(Rows from a dataset)

## START

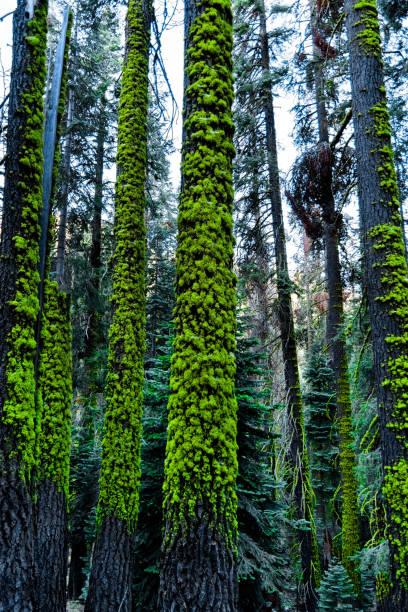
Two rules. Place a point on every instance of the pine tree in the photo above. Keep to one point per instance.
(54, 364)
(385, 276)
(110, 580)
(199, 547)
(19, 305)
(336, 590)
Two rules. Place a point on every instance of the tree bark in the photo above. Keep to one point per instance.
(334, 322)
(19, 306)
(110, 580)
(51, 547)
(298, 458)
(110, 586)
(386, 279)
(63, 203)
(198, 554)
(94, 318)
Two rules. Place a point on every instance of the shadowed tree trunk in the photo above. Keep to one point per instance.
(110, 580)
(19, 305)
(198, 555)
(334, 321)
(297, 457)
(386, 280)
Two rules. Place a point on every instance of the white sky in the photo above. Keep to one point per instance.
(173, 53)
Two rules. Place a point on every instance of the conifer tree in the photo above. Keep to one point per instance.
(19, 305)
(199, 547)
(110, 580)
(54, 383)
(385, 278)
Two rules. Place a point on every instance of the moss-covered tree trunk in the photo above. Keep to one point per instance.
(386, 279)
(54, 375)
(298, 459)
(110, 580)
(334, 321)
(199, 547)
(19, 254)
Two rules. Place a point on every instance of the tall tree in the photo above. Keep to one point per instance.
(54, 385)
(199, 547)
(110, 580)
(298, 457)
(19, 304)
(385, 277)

## END
## START

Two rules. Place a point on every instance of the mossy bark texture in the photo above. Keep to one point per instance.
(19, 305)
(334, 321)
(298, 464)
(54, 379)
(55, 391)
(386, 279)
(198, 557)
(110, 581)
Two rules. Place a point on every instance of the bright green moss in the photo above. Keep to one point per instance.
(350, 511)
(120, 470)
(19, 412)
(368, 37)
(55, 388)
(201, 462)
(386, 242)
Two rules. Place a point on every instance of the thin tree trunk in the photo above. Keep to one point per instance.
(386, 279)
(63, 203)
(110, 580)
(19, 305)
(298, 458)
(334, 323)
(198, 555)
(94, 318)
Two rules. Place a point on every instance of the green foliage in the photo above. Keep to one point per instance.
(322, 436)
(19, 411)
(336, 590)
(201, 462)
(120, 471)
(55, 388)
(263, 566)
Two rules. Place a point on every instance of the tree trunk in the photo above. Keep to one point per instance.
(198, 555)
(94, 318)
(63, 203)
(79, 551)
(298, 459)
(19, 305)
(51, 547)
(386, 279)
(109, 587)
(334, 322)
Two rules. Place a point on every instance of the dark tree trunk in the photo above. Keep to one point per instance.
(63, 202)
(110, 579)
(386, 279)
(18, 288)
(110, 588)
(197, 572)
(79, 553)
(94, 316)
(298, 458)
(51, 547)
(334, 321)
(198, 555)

## END

Task to complete:
Filter the items above down to every line containing the word "bark", copying each such line in full. Treat the match as case-sensitive.

Finished exercise:
Two rules. Place a point on every instance of the tree bark in the photo above. Keep to one point per instance.
Two rules. Place a point on every instance of the mossy bark texture in the photo above. Keep to one point per instance.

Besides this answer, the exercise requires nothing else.